- Text block
▬▬▬▬▬▬

It's busy around here. Late tonight, my upstairs tenant Carol arrives back from her other home in Ecuador. Thursday, my home students and I are having a huge potluck meal to celebrate the beginning of our winter term, and later THAT night, my ex arrives to spend four days under my roof, that used to be his roof, visiting our children and grandchildren.

He is also avoiding the inauguration. With its seven Rockettes and nineteen Mormon Tabernacle singers. Hard to believe that is actually going to happen, that such a horrendous human being will be in the White House. The world shudders.

Time for a big, big glass of wine.

And incidentally, If you know someone, could be 38 or 43 or 56 or 68 or 75 or 81 or 103, if they're good at Mac tech stuff and social media, please give them my coordinates. But frankly, the chances are that they'll be 22. 

Friday, January 13, 2017

L'Arche and good habits

I love email and the surprises it brings. Yesterday, a note from a woman at a JCC near Washington D.C., who'd learned of my recent talk about my great-grandfather at the JCC here and wondered if I'd give a talk at hers. By this morning, it was more or less set: Thursday October 19 at 1.30 p.m in Fairfax, Virginia. The fee they're paying will nearly cover the cost of my flight, and I'll stay with my two cousins who live in Washington and visit other relatives, including my ex-husband, as well - people I see far too rarely. Thank you, email.

On Wednesday night, a truly wonderful experience - I had dinner at a L'Arche community in Riverdale. I'd asked a former student who works at L'Arche if he could arrange this, because I wanted a clearer memory of my time there in 1979. L'Arche, as I'm sure you know, is now a worldwide network of houses where mentally and physically handicapped people live and work with assistants, in an atmosphere as like a normal home as is possible. My time at my friend Denis's L'Arche community in Provence changed my life.

▬▬▬▬▬▬

- Input
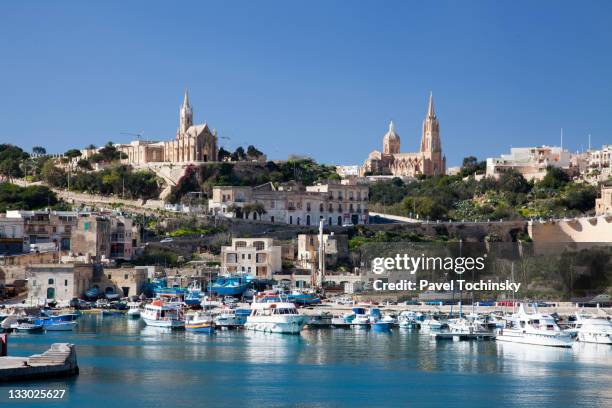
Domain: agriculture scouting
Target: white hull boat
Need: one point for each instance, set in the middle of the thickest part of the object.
(61, 326)
(535, 329)
(591, 329)
(279, 317)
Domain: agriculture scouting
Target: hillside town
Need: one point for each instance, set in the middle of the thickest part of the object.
(86, 240)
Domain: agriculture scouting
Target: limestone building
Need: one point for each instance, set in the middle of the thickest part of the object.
(193, 143)
(428, 160)
(603, 205)
(531, 162)
(256, 256)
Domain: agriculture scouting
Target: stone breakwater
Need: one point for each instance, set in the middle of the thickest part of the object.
(59, 361)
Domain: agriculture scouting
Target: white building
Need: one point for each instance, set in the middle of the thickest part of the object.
(344, 203)
(254, 256)
(57, 282)
(347, 171)
(531, 162)
(12, 237)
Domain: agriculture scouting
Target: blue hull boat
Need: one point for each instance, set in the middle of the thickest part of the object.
(381, 327)
(304, 299)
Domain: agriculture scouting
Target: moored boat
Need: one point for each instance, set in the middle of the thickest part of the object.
(281, 317)
(231, 318)
(161, 314)
(534, 329)
(593, 329)
(133, 309)
(199, 322)
(27, 327)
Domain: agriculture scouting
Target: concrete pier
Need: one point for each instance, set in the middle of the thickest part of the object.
(59, 361)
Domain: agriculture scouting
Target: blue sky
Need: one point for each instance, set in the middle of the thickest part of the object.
(321, 78)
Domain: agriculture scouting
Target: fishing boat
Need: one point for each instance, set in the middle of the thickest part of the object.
(233, 285)
(231, 318)
(59, 322)
(593, 329)
(161, 314)
(303, 298)
(381, 326)
(323, 319)
(363, 319)
(408, 320)
(92, 293)
(535, 329)
(433, 323)
(133, 309)
(199, 322)
(282, 317)
(194, 292)
(343, 321)
(27, 326)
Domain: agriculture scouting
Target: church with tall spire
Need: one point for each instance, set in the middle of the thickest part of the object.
(428, 161)
(193, 143)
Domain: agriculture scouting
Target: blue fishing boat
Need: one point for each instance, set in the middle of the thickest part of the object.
(194, 292)
(61, 322)
(199, 322)
(381, 326)
(230, 285)
(301, 298)
(92, 293)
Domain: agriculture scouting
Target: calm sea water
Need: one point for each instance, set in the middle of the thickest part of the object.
(124, 363)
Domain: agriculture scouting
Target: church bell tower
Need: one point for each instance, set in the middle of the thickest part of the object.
(185, 116)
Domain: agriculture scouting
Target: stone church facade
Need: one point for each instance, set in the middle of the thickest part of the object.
(193, 143)
(428, 160)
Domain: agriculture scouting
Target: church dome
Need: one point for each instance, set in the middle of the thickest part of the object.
(391, 141)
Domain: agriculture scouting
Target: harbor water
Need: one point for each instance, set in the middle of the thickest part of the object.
(124, 363)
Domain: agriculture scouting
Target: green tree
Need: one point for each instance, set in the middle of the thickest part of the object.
(72, 153)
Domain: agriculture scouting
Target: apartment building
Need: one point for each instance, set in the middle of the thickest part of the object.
(254, 256)
(45, 226)
(531, 162)
(336, 203)
(57, 282)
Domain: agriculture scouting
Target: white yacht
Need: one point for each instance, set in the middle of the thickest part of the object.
(593, 329)
(161, 314)
(361, 321)
(279, 317)
(469, 326)
(231, 318)
(408, 319)
(133, 309)
(534, 328)
(433, 323)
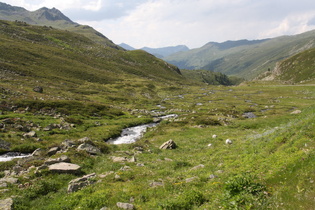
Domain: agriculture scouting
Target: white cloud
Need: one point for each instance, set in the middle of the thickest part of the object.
(158, 23)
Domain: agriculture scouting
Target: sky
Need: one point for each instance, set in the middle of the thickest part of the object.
(161, 23)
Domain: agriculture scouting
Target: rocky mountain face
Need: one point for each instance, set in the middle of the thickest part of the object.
(243, 58)
(54, 18)
(159, 52)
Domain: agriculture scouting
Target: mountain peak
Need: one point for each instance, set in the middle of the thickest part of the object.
(51, 14)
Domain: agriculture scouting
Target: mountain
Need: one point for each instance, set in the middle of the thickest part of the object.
(296, 69)
(159, 52)
(243, 58)
(126, 46)
(54, 18)
(165, 51)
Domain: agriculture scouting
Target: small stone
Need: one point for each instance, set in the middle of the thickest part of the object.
(212, 176)
(170, 144)
(198, 167)
(30, 134)
(38, 89)
(228, 141)
(128, 206)
(64, 168)
(191, 179)
(6, 204)
(53, 151)
(38, 152)
(156, 184)
(296, 112)
(89, 149)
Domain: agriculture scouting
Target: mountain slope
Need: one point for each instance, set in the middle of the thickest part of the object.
(296, 69)
(51, 54)
(54, 18)
(243, 58)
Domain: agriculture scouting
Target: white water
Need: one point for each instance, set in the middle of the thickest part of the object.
(132, 134)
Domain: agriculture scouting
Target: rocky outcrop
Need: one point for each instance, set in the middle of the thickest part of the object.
(6, 204)
(65, 168)
(89, 149)
(125, 206)
(170, 144)
(79, 183)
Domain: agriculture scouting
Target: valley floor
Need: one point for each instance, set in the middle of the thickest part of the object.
(268, 163)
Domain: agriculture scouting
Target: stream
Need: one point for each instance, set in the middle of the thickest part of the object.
(11, 155)
(127, 136)
(132, 134)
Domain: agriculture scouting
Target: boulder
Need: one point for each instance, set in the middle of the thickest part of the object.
(63, 158)
(64, 167)
(170, 144)
(79, 183)
(53, 151)
(38, 89)
(30, 134)
(68, 144)
(38, 152)
(89, 149)
(4, 145)
(198, 167)
(6, 204)
(125, 206)
(296, 112)
(156, 184)
(228, 141)
(119, 159)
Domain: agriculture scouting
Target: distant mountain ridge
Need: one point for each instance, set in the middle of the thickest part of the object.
(54, 18)
(159, 52)
(243, 58)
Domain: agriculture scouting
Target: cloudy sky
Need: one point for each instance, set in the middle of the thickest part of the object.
(160, 23)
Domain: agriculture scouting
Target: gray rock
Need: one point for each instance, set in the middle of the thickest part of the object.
(65, 168)
(6, 204)
(4, 145)
(191, 179)
(79, 183)
(38, 89)
(10, 180)
(30, 134)
(63, 158)
(198, 167)
(125, 205)
(53, 151)
(170, 144)
(119, 159)
(156, 184)
(296, 112)
(84, 140)
(249, 115)
(228, 141)
(212, 176)
(38, 152)
(68, 144)
(89, 149)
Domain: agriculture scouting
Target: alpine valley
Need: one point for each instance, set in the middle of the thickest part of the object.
(226, 126)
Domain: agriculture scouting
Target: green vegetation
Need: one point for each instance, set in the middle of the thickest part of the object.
(243, 58)
(94, 91)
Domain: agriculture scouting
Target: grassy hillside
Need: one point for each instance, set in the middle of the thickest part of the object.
(90, 90)
(211, 78)
(245, 59)
(296, 69)
(53, 18)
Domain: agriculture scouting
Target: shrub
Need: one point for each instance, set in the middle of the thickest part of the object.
(242, 192)
(187, 200)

▬▬▬▬▬▬

- Given task A
Report how many lines in the records contain the string "rocky", giving only the number.
- Given task B
Continue the blog post about L'Arche from the point where it stops.

- Exercise output A
2

- Exercise output B
There were five handicapped people at dinner, and as we sat and talked, what came back immediately is that the disadvantaged in mind and body have no defences, no disguises, no subterfuge. They are what they are, and they expect you to be too. There's a profound honesty in these dealings; you can't pretend to be what you're not, because they are looking straight at you and through you with clear eyes devoid of guile or judgement. As in those months in France, I could feel my heart growing bigger as the meal progressed. There was one particularly beautiful man who has been at L'Arche since 1980, his hands and body crooked and his face full of vulnerability, kindness and wisdom.

I arrived at the community in France in 1979 confused, lost, in some anguish. When I left four months later, I was a different person, because I had learned something vital about my own value: just being myself, paying attention, caring, loving and working, I had contributed something worthwhile. This is what I'm writing about now - one of those times when by some miracle you end up in exactly the right place at the right time. Lucky and blessed, indeed.

Also lucky and blessed: I just finished Gretchen Rubin's Better than before: mastering the habits of our everyday lives, and like L'Arche, this was exactly the book I needed just when I needed it. Yes, Rubin is perky, and living with her would be hell; she's a driven, rigidly organized, rather self-righteous American woman who won't eat a single carb and disapproves of drinking wine, so I could just have slammed the book shut. But she's also funny and honest, and the book was valuable in helping pinpoint what I was doing wrong in my attempts to set up a work routine. Her section on loopholes, the excuses we use to get out of doing what we should be doing, made me laugh. I am a grand master of loopholes.

But I can report that for the last five mornings, I've followed a routine. Won't elaborate until more time has passed, don't want to jinx this or FIND A LOOPHOLE - but it's a New Year's transformation that makes me happy.

In the meantime, the tsunami of horror south of the border continues to gather steam. And then there's this:
How fabulous. My Macca, of course! Just a tiny message to El Trumpo about those artists who support him - the Mormon Tabernacle Choir, at least those who have not quit in protest - and the artists, above, who do not. What a lineup. Hooray for musicians. Hooray for Alec Baldwin and his absurd creation. Please God make that vile man go away. And we thought Stephen Harper was bad.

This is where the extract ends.